━━━ Data for processing ━━━
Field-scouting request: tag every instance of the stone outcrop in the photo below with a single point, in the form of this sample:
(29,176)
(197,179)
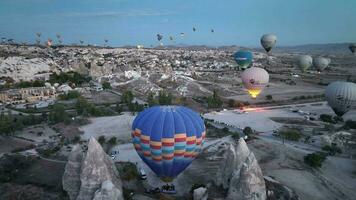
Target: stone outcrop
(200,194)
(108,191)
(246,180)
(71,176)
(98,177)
━━━
* [Required action]: The records above need to be restated word for word, with the pictures left out.

* [Output]:
Field-scouting request: tag every instance of the stone outcrop in the photo below with a single point, in the form of this sample:
(29,176)
(197,179)
Target: stone outcrop
(200,194)
(108,191)
(246,180)
(71,176)
(98,177)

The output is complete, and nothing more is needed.